- [Source]
....................

Studio album by Milton Nascimento
- Released: 1978
- Recorded: 1978
- Genre: Jazz pop
- Length: 79:46
- Label: Odeon

Milton Nascimento chronology
| Milton (1977) | Clube da Esquina 2 (1978) | Journey to Dawn (1979) |

= Clube da Esquina 2 =

Clube da Esquina 2 is a 1978 album by Brazilian singer-songwriter Milton Nascimento. The album serves as a continuation to the Clube da Esquina album and the related eponymous musical movement initiated in the 1960s by a group of musicians from Minas Gerais. The album retained the collective approach, stylistic diversity, and experimental elements of its predecessor, spread across two LPs with 23 tracks.

Musically, the album establishes a dialogue with previous album songs, either through the continuity of the same song or by the presentation of similar elements. It also has been analyzed by Vinícius Mendes for its thematic relevance to Brazilian history and politics, noting that the album reflects the country's social contradictions, exploring themes of hope and despair, beauty and hardship, and the tension between historical trauma and uncertain futures. The album featured a broader range of collaborators, including Brazilian artists like Elis Regina, Chico Buarque, and Francis Hime.

....................

- [Stored rows]
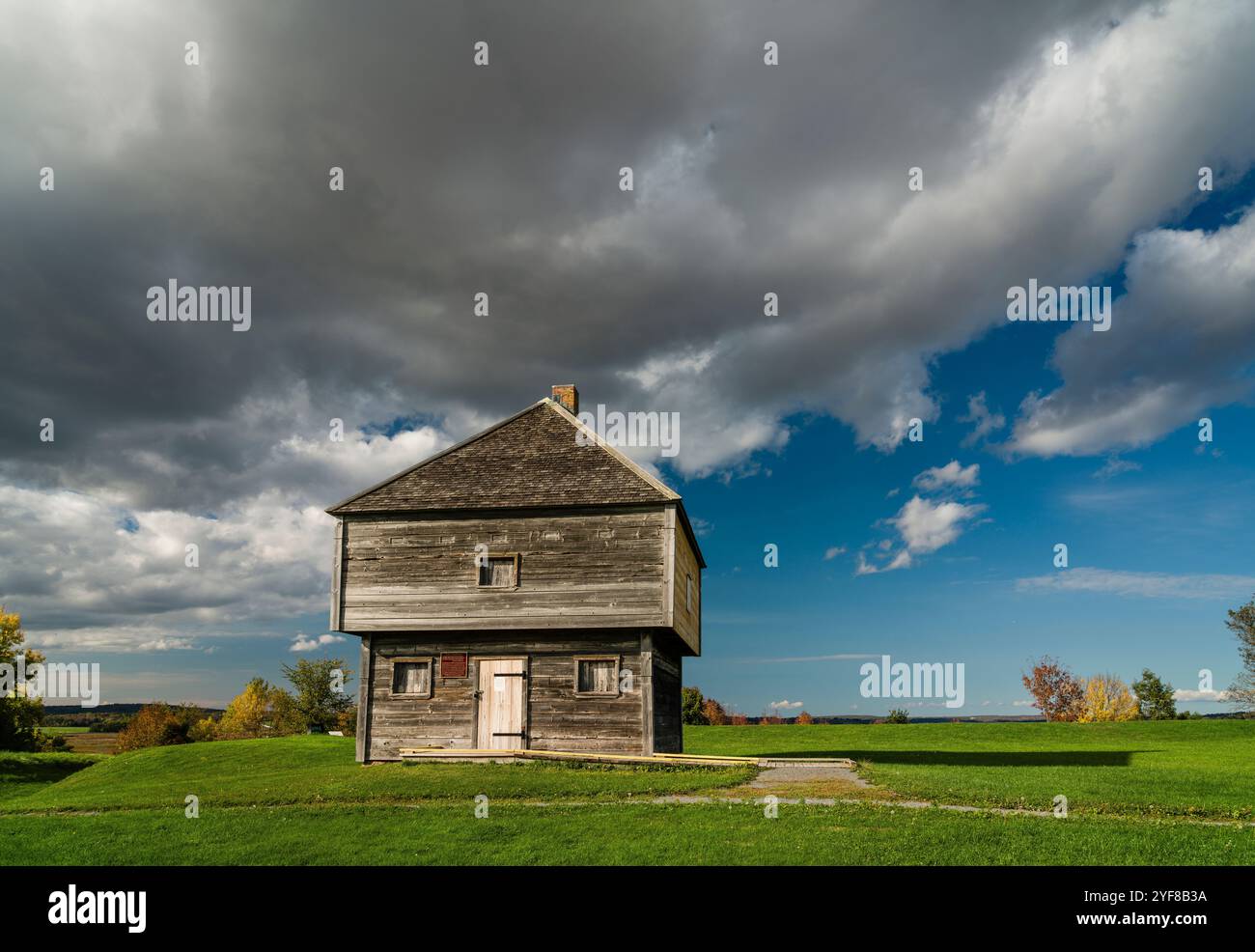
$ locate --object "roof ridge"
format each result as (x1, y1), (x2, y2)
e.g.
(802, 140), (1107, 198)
(325, 397), (681, 514)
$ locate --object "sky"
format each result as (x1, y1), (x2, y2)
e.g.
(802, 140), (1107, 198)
(0, 0), (1255, 715)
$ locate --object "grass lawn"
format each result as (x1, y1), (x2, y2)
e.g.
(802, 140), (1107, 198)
(0, 721), (1255, 865)
(684, 721), (1255, 819)
(0, 803), (1255, 865)
(0, 735), (753, 815)
(0, 751), (99, 810)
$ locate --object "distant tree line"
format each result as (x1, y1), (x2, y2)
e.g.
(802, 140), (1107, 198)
(118, 658), (358, 751)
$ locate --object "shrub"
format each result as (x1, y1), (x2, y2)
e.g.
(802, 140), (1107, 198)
(118, 702), (200, 751)
(335, 707), (358, 738)
(702, 697), (728, 726)
(284, 658), (352, 731)
(1133, 668), (1176, 721)
(681, 687), (710, 725)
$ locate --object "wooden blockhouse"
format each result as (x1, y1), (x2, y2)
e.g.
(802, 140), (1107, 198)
(327, 385), (706, 763)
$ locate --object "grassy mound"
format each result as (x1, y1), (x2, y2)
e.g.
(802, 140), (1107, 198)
(684, 721), (1255, 819)
(0, 735), (752, 815)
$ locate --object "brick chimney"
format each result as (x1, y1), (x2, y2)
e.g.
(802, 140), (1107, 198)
(549, 383), (580, 417)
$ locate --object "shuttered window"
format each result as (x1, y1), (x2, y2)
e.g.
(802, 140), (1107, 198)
(393, 658), (432, 697)
(574, 657), (619, 694)
(480, 555), (518, 588)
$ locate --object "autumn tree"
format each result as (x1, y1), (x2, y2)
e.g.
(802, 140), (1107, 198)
(1133, 668), (1176, 721)
(217, 678), (306, 740)
(1020, 656), (1084, 721)
(284, 658), (352, 731)
(1076, 675), (1137, 723)
(0, 605), (47, 751)
(1225, 598), (1255, 711)
(118, 702), (204, 751)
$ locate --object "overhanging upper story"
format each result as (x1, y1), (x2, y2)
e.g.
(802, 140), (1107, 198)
(327, 400), (706, 655)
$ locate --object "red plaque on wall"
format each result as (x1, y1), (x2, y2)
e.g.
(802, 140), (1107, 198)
(440, 652), (467, 678)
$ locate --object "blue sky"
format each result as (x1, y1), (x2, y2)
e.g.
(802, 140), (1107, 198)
(10, 0), (1255, 714)
(61, 179), (1255, 715)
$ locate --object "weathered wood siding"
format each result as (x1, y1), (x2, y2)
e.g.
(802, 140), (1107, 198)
(672, 510), (702, 655)
(359, 630), (642, 760)
(652, 643), (684, 753)
(333, 508), (666, 633)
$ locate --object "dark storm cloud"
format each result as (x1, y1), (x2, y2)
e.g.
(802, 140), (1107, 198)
(0, 3), (1185, 494)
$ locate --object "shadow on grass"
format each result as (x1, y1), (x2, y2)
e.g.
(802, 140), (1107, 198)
(0, 755), (93, 784)
(765, 750), (1152, 768)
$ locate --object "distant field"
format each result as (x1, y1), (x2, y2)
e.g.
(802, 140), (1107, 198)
(0, 722), (1255, 865)
(684, 721), (1255, 819)
(0, 735), (753, 813)
(66, 732), (118, 753)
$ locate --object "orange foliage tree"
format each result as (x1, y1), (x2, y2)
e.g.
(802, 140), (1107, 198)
(1021, 656), (1084, 721)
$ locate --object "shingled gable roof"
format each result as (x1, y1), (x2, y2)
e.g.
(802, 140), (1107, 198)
(326, 397), (687, 522)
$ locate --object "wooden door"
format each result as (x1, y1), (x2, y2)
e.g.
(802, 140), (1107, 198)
(476, 658), (527, 750)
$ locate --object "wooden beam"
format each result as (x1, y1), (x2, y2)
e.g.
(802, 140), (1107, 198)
(358, 634), (374, 764)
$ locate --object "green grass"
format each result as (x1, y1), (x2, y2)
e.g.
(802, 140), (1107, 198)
(0, 803), (1255, 865)
(0, 735), (753, 811)
(0, 721), (1255, 865)
(684, 719), (1255, 819)
(0, 751), (99, 809)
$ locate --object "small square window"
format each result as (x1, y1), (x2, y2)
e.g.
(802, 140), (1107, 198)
(574, 656), (619, 697)
(480, 555), (518, 588)
(393, 658), (432, 697)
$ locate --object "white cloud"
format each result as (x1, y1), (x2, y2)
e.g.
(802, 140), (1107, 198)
(1007, 211), (1255, 460)
(289, 634), (346, 651)
(1095, 456), (1142, 480)
(888, 496), (986, 555)
(913, 460), (980, 492)
(1016, 568), (1255, 599)
(959, 391), (1007, 446)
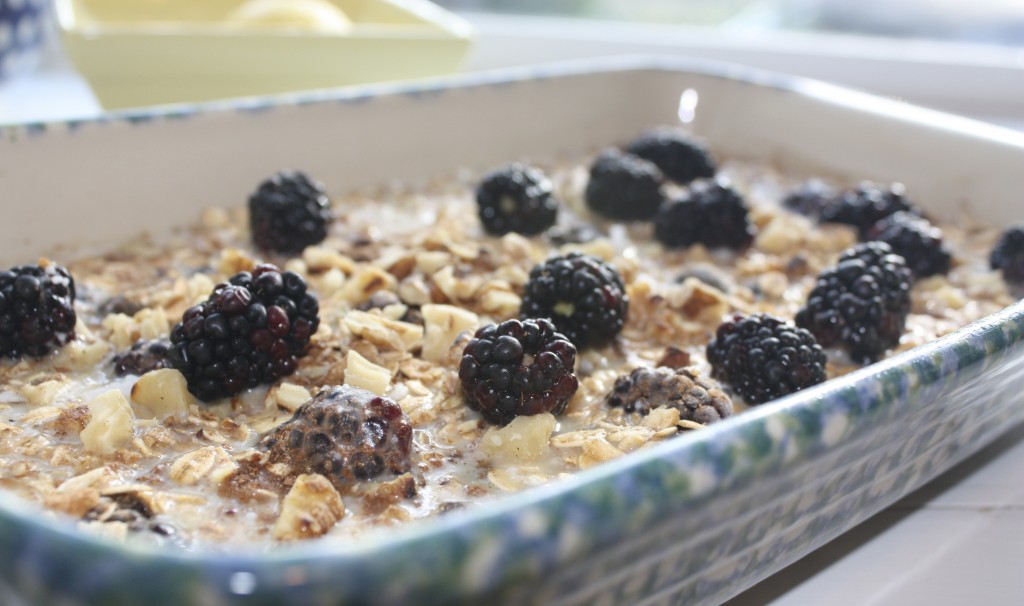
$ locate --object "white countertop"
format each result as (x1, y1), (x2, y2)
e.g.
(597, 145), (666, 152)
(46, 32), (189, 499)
(0, 18), (1024, 606)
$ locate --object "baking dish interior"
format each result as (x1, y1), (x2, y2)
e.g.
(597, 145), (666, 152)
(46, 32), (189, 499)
(0, 61), (1024, 603)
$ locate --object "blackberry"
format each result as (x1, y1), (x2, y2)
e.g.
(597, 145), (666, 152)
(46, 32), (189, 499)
(606, 366), (732, 425)
(782, 179), (836, 220)
(476, 164), (558, 235)
(867, 211), (952, 277)
(988, 225), (1024, 283)
(259, 385), (413, 488)
(114, 340), (171, 377)
(0, 264), (77, 359)
(708, 314), (826, 404)
(654, 179), (754, 250)
(519, 253), (630, 349)
(459, 319), (580, 425)
(167, 264), (319, 401)
(584, 149), (665, 221)
(797, 242), (911, 363)
(249, 171), (333, 254)
(626, 128), (716, 184)
(819, 181), (921, 240)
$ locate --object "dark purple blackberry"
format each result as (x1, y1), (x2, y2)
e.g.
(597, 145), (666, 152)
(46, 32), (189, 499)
(114, 340), (171, 377)
(988, 225), (1024, 283)
(259, 385), (413, 488)
(476, 164), (558, 235)
(797, 242), (912, 363)
(607, 366), (732, 425)
(0, 265), (77, 359)
(654, 179), (754, 250)
(708, 314), (826, 404)
(626, 128), (716, 184)
(819, 181), (921, 240)
(249, 171), (333, 254)
(867, 211), (952, 278)
(167, 264), (319, 401)
(782, 179), (836, 220)
(519, 253), (630, 349)
(459, 319), (580, 425)
(585, 149), (665, 221)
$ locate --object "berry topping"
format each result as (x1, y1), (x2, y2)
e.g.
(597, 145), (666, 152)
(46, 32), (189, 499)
(626, 128), (715, 183)
(476, 164), (558, 235)
(867, 211), (951, 277)
(259, 385), (413, 488)
(797, 242), (912, 362)
(249, 171), (333, 254)
(782, 179), (836, 219)
(607, 366), (732, 425)
(168, 264), (319, 401)
(988, 225), (1024, 283)
(519, 253), (630, 349)
(114, 340), (171, 377)
(654, 179), (754, 250)
(0, 265), (77, 358)
(585, 149), (665, 221)
(708, 314), (826, 404)
(819, 181), (921, 240)
(459, 319), (580, 425)
(545, 223), (601, 247)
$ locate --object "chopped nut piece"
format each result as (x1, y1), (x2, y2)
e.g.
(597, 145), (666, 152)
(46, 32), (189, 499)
(131, 369), (195, 419)
(342, 310), (423, 351)
(341, 267), (398, 305)
(422, 305), (480, 362)
(273, 474), (345, 540)
(167, 446), (238, 486)
(44, 466), (118, 517)
(362, 473), (416, 515)
(264, 383), (310, 413)
(579, 437), (625, 469)
(53, 337), (111, 371)
(641, 406), (679, 431)
(79, 389), (135, 453)
(480, 413), (556, 464)
(18, 379), (68, 406)
(302, 246), (355, 275)
(345, 349), (391, 395)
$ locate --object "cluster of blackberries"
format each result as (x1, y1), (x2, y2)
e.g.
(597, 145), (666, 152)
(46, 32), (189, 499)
(259, 385), (413, 488)
(708, 314), (826, 404)
(0, 264), (77, 359)
(782, 180), (952, 277)
(476, 164), (558, 235)
(249, 171), (334, 254)
(586, 129), (754, 250)
(459, 319), (580, 425)
(607, 366), (732, 425)
(519, 253), (630, 349)
(167, 264), (319, 401)
(796, 242), (913, 362)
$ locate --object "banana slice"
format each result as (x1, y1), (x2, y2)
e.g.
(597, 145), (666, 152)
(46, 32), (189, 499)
(227, 0), (352, 33)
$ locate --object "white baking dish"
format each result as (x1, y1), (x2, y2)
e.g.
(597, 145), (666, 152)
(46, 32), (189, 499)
(0, 59), (1024, 604)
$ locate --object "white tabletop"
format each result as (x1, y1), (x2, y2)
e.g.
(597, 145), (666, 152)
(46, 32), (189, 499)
(6, 18), (1024, 606)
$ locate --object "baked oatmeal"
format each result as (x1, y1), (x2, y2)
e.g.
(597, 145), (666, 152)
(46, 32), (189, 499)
(0, 130), (1011, 549)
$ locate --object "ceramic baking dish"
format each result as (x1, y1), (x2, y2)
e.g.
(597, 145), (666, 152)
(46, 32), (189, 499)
(0, 59), (1024, 605)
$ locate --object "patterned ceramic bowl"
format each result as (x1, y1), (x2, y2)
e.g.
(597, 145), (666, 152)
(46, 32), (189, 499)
(0, 60), (1024, 606)
(0, 0), (50, 78)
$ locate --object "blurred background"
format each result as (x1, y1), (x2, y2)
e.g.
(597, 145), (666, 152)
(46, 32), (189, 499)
(0, 0), (1024, 127)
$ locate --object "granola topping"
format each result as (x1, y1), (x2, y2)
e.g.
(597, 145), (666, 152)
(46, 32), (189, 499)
(0, 146), (1015, 550)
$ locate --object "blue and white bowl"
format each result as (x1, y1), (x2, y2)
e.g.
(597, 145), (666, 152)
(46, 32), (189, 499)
(0, 0), (50, 78)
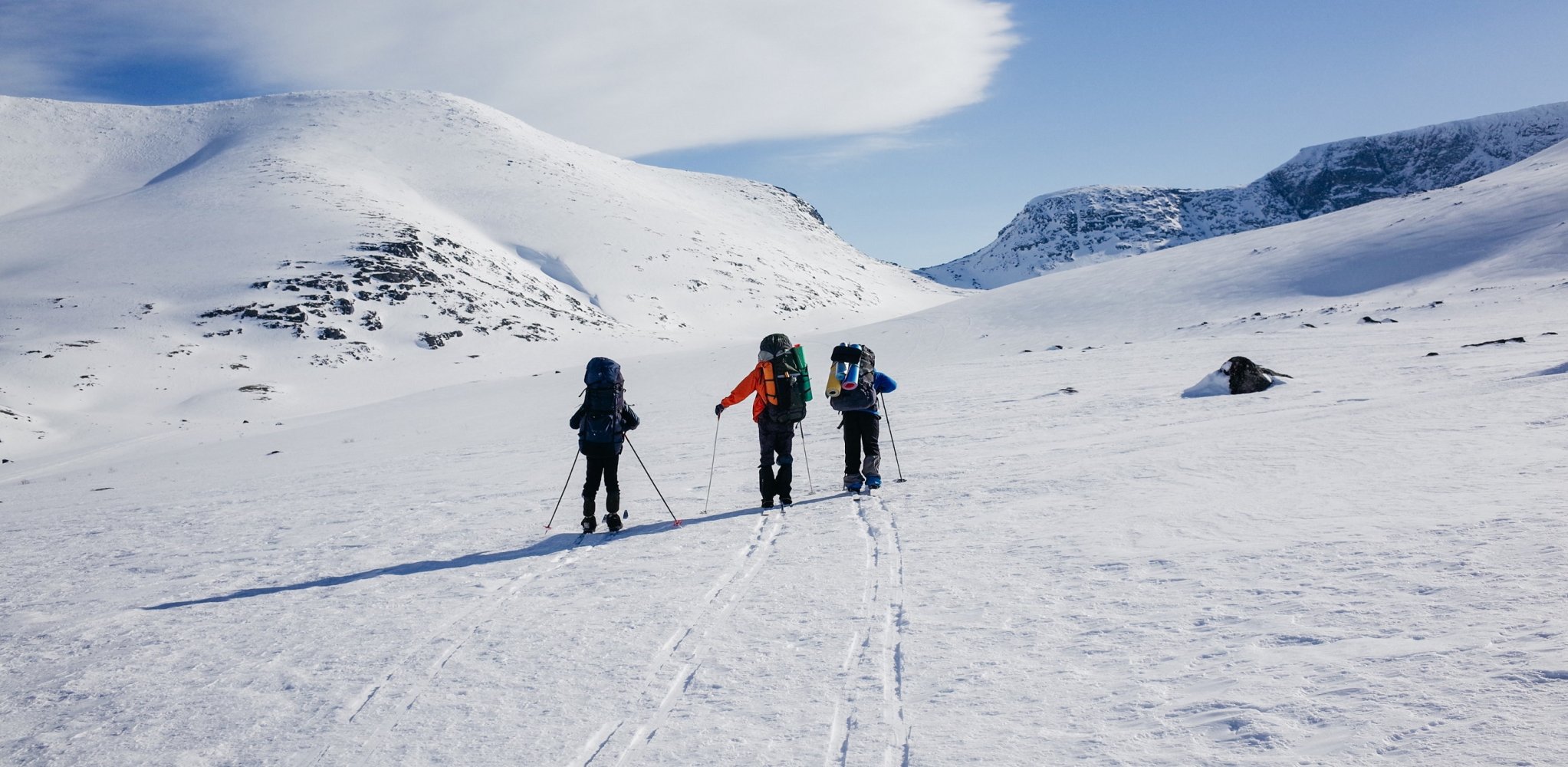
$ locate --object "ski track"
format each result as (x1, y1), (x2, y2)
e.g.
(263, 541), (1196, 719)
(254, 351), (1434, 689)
(298, 538), (613, 767)
(567, 513), (789, 767)
(823, 495), (909, 767)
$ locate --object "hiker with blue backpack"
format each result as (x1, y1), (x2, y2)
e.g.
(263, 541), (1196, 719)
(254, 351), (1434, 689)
(713, 333), (810, 509)
(828, 344), (903, 492)
(570, 357), (641, 533)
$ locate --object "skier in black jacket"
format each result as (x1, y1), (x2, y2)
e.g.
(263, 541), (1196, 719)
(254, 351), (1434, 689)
(570, 357), (641, 533)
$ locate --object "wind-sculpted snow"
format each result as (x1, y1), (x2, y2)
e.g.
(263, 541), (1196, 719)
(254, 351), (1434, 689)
(0, 91), (956, 449)
(0, 94), (1568, 767)
(920, 102), (1568, 288)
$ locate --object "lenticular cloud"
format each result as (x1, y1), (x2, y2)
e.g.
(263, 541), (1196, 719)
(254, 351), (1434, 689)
(33, 0), (1017, 156)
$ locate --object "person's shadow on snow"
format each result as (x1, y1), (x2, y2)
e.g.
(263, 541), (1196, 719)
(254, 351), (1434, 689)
(143, 499), (796, 611)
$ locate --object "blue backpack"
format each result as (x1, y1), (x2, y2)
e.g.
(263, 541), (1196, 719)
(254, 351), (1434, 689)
(577, 357), (626, 444)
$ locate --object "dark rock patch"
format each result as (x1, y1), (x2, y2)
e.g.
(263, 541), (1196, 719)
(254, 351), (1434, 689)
(1460, 336), (1526, 348)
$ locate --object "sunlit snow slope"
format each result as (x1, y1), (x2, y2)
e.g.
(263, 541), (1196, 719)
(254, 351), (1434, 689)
(920, 102), (1568, 287)
(0, 93), (952, 456)
(0, 101), (1568, 767)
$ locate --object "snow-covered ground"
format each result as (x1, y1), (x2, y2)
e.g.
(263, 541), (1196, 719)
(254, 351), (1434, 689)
(0, 277), (1568, 765)
(0, 97), (1568, 765)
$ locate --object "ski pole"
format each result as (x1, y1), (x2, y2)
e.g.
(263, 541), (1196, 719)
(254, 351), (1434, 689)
(876, 392), (905, 482)
(544, 452), (582, 530)
(626, 434), (681, 527)
(702, 413), (725, 515)
(795, 420), (817, 494)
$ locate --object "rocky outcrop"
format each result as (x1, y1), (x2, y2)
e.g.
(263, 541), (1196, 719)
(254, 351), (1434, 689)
(920, 102), (1568, 288)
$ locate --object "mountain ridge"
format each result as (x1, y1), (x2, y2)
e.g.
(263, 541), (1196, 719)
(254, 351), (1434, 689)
(917, 102), (1568, 288)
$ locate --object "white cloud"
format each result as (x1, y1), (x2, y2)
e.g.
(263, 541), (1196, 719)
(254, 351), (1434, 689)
(0, 0), (1017, 155)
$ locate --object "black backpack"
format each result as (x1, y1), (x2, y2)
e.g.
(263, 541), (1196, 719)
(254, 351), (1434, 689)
(577, 357), (626, 443)
(828, 344), (876, 411)
(761, 333), (810, 423)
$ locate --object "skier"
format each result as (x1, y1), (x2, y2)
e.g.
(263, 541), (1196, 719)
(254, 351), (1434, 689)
(828, 344), (899, 492)
(570, 357), (641, 533)
(713, 333), (809, 509)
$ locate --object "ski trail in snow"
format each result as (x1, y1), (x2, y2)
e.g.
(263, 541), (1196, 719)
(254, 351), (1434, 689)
(569, 515), (789, 767)
(823, 497), (909, 767)
(303, 539), (613, 765)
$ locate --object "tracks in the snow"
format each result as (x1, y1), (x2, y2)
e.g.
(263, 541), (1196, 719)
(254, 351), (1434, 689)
(567, 515), (789, 767)
(298, 539), (600, 767)
(823, 497), (909, 767)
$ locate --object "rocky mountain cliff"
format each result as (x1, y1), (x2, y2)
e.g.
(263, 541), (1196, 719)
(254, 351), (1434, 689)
(920, 102), (1568, 288)
(0, 91), (956, 443)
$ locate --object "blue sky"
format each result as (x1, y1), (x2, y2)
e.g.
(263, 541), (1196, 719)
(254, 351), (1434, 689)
(0, 0), (1568, 267)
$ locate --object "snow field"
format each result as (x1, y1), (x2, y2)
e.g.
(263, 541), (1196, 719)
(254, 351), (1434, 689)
(0, 277), (1568, 765)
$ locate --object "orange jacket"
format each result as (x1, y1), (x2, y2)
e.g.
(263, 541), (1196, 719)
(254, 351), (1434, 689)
(718, 362), (768, 420)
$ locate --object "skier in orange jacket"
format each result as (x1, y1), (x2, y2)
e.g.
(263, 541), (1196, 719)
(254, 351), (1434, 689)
(713, 333), (795, 509)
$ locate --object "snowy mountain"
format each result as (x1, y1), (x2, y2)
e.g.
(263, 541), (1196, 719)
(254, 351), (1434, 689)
(0, 93), (953, 449)
(920, 102), (1568, 288)
(0, 95), (1568, 767)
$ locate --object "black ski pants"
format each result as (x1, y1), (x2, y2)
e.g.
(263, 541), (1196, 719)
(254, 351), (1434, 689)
(839, 411), (881, 483)
(579, 443), (621, 516)
(758, 414), (795, 503)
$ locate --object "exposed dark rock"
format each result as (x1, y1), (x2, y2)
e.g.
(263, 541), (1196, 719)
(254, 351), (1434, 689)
(419, 331), (462, 348)
(1460, 336), (1524, 348)
(919, 104), (1568, 287)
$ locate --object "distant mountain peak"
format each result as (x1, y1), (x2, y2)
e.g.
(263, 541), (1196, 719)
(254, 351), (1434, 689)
(920, 102), (1568, 288)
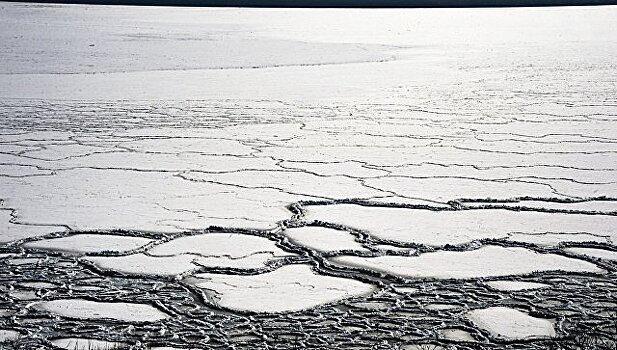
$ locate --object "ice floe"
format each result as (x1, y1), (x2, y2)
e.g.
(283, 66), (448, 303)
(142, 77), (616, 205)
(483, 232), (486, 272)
(282, 226), (368, 252)
(187, 265), (375, 313)
(330, 245), (604, 278)
(467, 306), (556, 340)
(32, 299), (170, 322)
(23, 233), (153, 254)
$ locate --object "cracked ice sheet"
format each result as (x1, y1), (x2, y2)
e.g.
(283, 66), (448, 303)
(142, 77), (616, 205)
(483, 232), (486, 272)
(564, 247), (617, 261)
(186, 265), (375, 313)
(0, 169), (303, 232)
(467, 307), (557, 340)
(329, 245), (605, 279)
(51, 338), (129, 350)
(32, 299), (170, 322)
(23, 234), (153, 254)
(85, 233), (295, 276)
(305, 204), (617, 246)
(0, 210), (66, 243)
(486, 280), (550, 291)
(281, 226), (368, 252)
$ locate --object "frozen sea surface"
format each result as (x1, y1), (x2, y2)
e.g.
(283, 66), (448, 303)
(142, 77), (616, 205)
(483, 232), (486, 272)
(0, 3), (617, 350)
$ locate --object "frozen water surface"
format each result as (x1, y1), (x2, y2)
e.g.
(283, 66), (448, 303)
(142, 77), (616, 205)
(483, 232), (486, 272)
(283, 226), (367, 252)
(486, 280), (550, 291)
(51, 338), (128, 350)
(23, 234), (152, 254)
(330, 245), (604, 278)
(0, 3), (617, 350)
(189, 265), (375, 312)
(34, 299), (169, 322)
(467, 307), (556, 340)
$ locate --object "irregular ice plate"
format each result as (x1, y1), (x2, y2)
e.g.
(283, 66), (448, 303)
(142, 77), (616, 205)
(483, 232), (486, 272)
(486, 280), (551, 291)
(0, 210), (66, 243)
(186, 265), (375, 313)
(467, 307), (556, 340)
(329, 245), (604, 278)
(33, 299), (169, 322)
(23, 233), (152, 254)
(306, 204), (617, 246)
(51, 338), (128, 350)
(281, 226), (368, 252)
(564, 247), (617, 260)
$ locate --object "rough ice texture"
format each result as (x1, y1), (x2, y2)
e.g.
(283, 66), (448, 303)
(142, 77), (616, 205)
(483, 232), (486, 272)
(148, 233), (293, 267)
(330, 245), (604, 278)
(0, 210), (66, 243)
(564, 248), (617, 260)
(486, 280), (550, 291)
(0, 3), (617, 350)
(85, 253), (199, 276)
(467, 307), (556, 340)
(282, 226), (367, 252)
(51, 338), (129, 350)
(0, 329), (21, 342)
(23, 234), (152, 254)
(86, 232), (294, 276)
(306, 204), (617, 246)
(188, 265), (375, 312)
(34, 299), (169, 322)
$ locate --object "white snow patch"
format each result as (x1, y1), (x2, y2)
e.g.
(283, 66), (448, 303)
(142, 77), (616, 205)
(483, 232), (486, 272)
(330, 245), (604, 278)
(187, 265), (375, 313)
(467, 307), (556, 340)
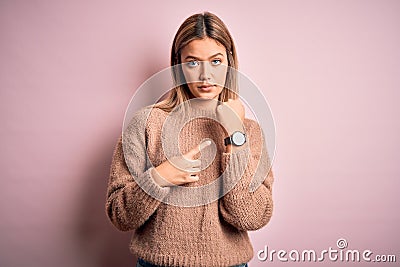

....................

- [Task statement]
Answer these questions from the Clube da Esquina 2 text, one per line:
1. Which label released the album?
2. How many tracks does the album contain?
3. Who analyzed the album for its relevance to Brazilian history and politics?
Use only the Clube da Esquina 2 text for what comes next, not the records.

- [Exercise answer]
1. Odeon
2. 23
3. Vinícius Mendes